### What is expected
A verbatim copy of the records is required, with all pictures left out.

### Data records

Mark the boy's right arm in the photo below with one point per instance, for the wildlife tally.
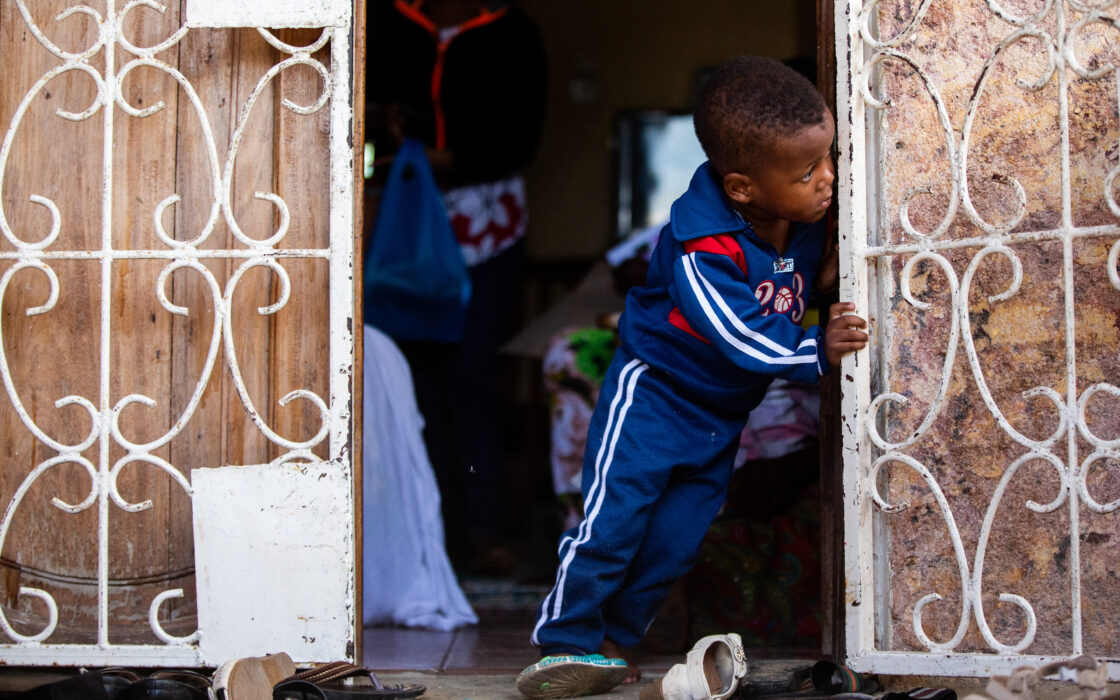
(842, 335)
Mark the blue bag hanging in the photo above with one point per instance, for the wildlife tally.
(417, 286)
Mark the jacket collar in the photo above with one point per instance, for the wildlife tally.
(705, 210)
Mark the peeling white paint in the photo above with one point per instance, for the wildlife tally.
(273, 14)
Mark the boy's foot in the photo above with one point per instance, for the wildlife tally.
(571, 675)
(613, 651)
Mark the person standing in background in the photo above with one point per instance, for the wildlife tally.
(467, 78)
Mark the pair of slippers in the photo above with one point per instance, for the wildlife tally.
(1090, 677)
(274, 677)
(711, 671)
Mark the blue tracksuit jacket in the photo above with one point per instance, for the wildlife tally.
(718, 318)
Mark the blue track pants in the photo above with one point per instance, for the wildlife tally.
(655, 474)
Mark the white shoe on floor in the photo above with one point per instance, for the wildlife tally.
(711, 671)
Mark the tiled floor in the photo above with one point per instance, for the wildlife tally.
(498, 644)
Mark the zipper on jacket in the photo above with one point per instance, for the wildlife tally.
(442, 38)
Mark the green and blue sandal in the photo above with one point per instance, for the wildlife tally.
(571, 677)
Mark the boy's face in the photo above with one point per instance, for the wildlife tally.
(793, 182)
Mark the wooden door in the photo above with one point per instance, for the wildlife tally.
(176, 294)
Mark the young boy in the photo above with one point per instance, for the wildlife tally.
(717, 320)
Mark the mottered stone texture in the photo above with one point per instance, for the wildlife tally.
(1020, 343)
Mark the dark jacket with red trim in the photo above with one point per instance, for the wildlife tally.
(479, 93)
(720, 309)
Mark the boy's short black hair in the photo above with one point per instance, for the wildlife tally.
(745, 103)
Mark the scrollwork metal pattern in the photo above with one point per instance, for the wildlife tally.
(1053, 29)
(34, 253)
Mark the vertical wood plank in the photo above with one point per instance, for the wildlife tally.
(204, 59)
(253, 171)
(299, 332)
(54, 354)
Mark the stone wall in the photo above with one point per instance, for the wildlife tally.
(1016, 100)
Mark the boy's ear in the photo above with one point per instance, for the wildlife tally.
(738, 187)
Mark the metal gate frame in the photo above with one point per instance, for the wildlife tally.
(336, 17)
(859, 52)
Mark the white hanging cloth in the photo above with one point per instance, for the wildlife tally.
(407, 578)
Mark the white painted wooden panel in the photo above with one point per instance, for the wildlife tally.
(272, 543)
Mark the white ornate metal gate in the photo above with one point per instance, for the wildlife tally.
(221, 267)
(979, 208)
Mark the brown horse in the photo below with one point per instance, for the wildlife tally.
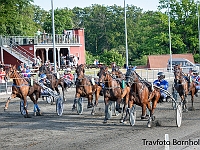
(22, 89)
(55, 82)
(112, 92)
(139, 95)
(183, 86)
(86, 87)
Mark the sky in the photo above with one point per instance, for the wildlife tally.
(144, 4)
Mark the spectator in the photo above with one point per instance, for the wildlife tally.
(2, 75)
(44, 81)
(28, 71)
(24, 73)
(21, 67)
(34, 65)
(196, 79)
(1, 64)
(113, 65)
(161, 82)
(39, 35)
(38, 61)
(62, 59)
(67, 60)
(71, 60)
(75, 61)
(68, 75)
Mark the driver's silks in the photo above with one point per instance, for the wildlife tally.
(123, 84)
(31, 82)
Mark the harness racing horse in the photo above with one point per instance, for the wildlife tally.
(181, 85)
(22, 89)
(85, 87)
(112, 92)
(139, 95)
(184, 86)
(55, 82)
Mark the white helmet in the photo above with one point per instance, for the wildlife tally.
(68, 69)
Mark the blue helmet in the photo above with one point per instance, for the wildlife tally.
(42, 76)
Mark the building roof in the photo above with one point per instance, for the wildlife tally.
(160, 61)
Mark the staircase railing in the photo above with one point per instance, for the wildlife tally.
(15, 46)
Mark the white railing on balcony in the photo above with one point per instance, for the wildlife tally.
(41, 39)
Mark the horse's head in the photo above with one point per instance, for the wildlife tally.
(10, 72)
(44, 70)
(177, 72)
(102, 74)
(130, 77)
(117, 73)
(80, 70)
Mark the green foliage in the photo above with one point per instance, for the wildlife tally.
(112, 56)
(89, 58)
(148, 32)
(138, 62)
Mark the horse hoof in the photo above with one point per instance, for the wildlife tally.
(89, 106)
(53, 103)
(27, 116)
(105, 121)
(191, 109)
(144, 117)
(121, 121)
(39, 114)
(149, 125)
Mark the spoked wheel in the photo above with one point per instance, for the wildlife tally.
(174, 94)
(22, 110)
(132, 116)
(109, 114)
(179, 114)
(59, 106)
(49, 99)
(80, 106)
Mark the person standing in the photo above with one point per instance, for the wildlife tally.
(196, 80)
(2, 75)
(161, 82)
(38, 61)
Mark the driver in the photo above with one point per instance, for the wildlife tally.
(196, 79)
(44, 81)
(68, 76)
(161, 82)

### Solution for this exercise
Mark the boy's right arm in the photo below with one point per instance, for the wildlife tally.
(842, 335)
Mark the blue bag hanging in the photo above with one point per instance, for the wildlife tally.
(417, 286)
Mark the jacket collar in the photo above with one point per instance, for the wildlife tally.
(705, 210)
Mark the peeling white paint in the photo above with one point per instance, for the wildlife tally.
(273, 14)
Mark the boy's foot in the photo above with one point per instance, for the wildlife tally.
(571, 675)
(613, 651)
Mark the person standing in background in the photo above with one point per instance, for the wildlife tally.
(467, 78)
Mark the pair of slippers in the photo above with one point per instance, for the wildlife tally.
(1090, 677)
(274, 677)
(711, 671)
Mark the blue tracksuit jacket in the photo above with one point per instance, for the wildlife tally.
(718, 318)
Mark the blue track pants in the photo above with one point per instance, for the wildlife tally.
(655, 474)
Mark the white shoe on floor in the photo above with one point per instance, for the wildlife tally.
(711, 671)
Mark the tiled floor in the photo above with one point per instance, for the wildlife tally.
(498, 644)
Mark the zipper on jacket in the photo above with one point per instance, for the wildlife tally.
(442, 38)
Mark the green and blue sandal in the photo above with one point per instance, for the wildlife tally.
(571, 677)
Mark the boy's face in the photo above with one point per instance, for the wildlife tally.
(793, 182)
Mark the wooden door in the photo above with one point per instance, for the wildlife tally.
(176, 294)
Mark the young boy in the photo above with one point per instance, for the wildlife tally.
(717, 320)
Mark the mottered stone texture in the photo above with one point per instance, for the wildlife tally.
(1020, 343)
Mark the dark jacket with red trim in the photo above with one point per instance, for the wildlife tally.
(479, 93)
(720, 309)
Mark the boy's short black hair in the photo above with one point per instance, for the wildlife tally.
(745, 103)
Mark the scrollwork metal pattern in the photo above with one point per instance, for the wildlife tally.
(1053, 29)
(34, 253)
Mark the vertical wood plank in the photo above with one point per instance, for the wildlife tally.
(204, 59)
(253, 171)
(299, 332)
(54, 354)
Mark the stone wall in the photo above with one point per instance, for the wildlife tally.
(1016, 100)
Mark the boy's ear in the photo above with one point per instance, for the wildlife tally.
(738, 187)
Mark the metal gate frame in the photo above with one point per instance, for the wildlife tally.
(336, 17)
(859, 52)
Mark the white hanging cloth in the photo above with one point per instance, for the wildlife tally.
(407, 578)
Mark the white painted wooden panel in the photo above with one point per instance, for the wildlife tally.
(272, 543)
Mark the white ornate metal gate in the photo above with one point per instance, for the wildlife tally.
(221, 267)
(979, 208)
Mark the brown horse in the photo below with one point per instance, for the wildlife tally.
(22, 89)
(55, 82)
(112, 92)
(139, 95)
(183, 86)
(86, 87)
Mark the sky in the photo above with one point per instance, for the wildlife tally.
(144, 4)
Mark the spectator in the photo above with one point per instance, for the wildlife tally.
(2, 75)
(44, 81)
(28, 71)
(24, 73)
(21, 67)
(34, 65)
(196, 79)
(1, 64)
(113, 65)
(161, 82)
(39, 35)
(38, 61)
(62, 59)
(67, 60)
(71, 60)
(75, 61)
(68, 75)
Mark the driver's silks in the photo above with one point per instance, for the wildlife tally.
(123, 84)
(31, 82)
Mark the harness racing horse in the photo above with one point per instance, for the wildlife tally.
(181, 85)
(22, 89)
(85, 87)
(112, 92)
(139, 95)
(184, 86)
(55, 82)
Mark the white helmet in the photo above with one point per instance, for the wildlife tally.
(68, 69)
Mark the blue helmet in the photo above with one point per instance, for the wildlife tally.
(42, 76)
Mark the building roof in the photo above with one point per instance, for the wildlife tally.
(160, 61)
Mark the staircase railing in the photo above with one point per instance, for the wildlife tally.
(15, 46)
Mark the white railing on balcony in the photo above with one point per instance, for the wildlife tally.
(41, 39)
Mark the horse's head in the photo above with one point per instance, for the wildlife tally.
(10, 72)
(44, 70)
(177, 72)
(102, 74)
(130, 77)
(117, 73)
(80, 70)
Mark the green foliage in the photo above with one point per instance, for the wildlife tally.
(112, 56)
(89, 58)
(148, 32)
(138, 62)
Mark the horse hoof in the photo above with one point per instance, for the wildlife tally.
(89, 106)
(53, 103)
(27, 116)
(105, 121)
(191, 109)
(144, 117)
(121, 121)
(39, 114)
(149, 125)
Mark the spoked wheel in the photo above with one point per instance, for the wildlife tally.
(174, 94)
(22, 110)
(132, 116)
(109, 114)
(179, 114)
(59, 106)
(49, 99)
(80, 106)
Mark the person standing in the photo above with one point per instance, for the wildlife tally.
(196, 80)
(2, 75)
(161, 82)
(38, 61)
Mark the driver in the photo above with one point per instance, for the wildlife tally.
(196, 79)
(44, 81)
(68, 76)
(161, 82)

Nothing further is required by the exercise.